## Exercise directions
Select every line in the entries below that contains the word "soldier", and copy each one. Case counts, so only lines where the word appears with exactly that capitalization match.

[Coordinate annotation records]
..............................
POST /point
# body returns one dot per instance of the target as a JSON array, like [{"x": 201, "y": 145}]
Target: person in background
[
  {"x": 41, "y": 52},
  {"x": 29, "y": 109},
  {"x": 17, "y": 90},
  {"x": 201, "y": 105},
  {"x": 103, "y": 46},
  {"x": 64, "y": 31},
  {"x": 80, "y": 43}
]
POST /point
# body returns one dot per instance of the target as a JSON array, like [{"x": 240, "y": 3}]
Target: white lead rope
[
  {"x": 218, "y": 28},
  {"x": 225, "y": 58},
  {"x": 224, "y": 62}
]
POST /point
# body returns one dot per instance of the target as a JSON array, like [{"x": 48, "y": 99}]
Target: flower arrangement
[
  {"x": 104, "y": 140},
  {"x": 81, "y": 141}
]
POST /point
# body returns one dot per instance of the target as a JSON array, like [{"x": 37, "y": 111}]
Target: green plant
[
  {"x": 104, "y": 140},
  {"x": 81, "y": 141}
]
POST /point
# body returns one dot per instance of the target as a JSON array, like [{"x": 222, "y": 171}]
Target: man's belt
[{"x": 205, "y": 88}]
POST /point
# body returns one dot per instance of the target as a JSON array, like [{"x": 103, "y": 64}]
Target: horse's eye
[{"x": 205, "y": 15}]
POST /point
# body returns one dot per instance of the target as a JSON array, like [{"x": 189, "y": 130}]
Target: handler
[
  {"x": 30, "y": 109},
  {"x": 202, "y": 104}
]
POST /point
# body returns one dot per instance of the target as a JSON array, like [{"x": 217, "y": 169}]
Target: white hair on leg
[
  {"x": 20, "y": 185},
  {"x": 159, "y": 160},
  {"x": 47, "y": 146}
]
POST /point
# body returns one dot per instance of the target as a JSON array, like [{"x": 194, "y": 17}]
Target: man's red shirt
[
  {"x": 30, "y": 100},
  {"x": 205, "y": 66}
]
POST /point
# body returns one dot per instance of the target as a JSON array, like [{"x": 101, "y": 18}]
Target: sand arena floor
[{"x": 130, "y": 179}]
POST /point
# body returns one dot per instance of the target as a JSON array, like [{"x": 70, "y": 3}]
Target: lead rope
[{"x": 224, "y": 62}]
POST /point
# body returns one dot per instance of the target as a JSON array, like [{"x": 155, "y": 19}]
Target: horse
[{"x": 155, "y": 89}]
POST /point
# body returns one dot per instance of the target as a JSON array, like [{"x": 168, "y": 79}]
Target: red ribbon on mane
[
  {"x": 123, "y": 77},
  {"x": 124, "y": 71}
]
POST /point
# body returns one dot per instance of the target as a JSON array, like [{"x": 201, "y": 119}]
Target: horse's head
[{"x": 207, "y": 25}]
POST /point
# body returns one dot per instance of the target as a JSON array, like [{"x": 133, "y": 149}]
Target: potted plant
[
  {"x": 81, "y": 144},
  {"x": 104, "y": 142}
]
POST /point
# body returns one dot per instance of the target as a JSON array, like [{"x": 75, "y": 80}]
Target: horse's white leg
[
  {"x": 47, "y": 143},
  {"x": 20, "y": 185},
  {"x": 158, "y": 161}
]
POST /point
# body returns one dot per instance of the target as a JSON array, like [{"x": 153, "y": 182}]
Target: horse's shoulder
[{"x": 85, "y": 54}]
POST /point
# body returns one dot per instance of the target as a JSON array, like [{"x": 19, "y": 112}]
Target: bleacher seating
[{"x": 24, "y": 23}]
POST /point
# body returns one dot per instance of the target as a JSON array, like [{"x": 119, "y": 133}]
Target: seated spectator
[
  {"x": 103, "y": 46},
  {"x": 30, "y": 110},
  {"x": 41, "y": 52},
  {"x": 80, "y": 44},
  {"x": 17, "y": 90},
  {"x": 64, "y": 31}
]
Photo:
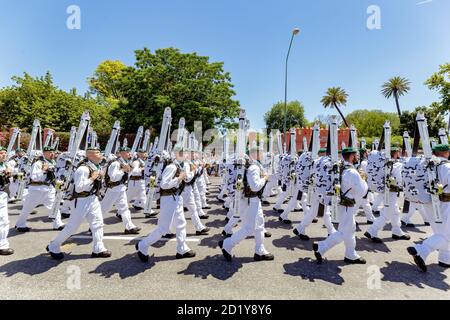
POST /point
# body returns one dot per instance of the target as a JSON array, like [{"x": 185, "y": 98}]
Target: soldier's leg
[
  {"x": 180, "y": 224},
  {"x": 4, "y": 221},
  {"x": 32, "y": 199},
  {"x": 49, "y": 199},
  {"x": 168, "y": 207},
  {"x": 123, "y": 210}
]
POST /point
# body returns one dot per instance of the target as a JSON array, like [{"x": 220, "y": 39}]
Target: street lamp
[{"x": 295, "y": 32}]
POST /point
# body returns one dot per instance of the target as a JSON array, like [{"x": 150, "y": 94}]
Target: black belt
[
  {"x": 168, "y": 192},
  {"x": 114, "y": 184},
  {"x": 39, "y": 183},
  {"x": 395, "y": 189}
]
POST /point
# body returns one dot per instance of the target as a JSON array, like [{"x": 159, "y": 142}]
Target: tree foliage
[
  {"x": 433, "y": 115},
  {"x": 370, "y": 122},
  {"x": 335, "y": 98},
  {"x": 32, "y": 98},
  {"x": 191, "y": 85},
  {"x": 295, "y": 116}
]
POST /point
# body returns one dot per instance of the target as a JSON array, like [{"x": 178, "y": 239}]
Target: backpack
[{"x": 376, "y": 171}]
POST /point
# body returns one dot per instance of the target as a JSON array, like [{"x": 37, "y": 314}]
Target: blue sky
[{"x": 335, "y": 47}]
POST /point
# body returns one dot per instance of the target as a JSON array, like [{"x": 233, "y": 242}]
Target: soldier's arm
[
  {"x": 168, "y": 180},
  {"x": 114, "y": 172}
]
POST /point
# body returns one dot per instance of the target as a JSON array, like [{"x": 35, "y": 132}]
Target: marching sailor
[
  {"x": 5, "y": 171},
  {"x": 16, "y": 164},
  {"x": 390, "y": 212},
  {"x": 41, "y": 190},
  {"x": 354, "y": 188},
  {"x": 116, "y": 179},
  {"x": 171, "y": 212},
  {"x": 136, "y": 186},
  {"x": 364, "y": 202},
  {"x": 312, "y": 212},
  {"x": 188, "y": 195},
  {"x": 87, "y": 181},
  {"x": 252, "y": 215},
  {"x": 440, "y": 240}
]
..............................
## Full response
Target: soldier's leg
Target: soldier's arm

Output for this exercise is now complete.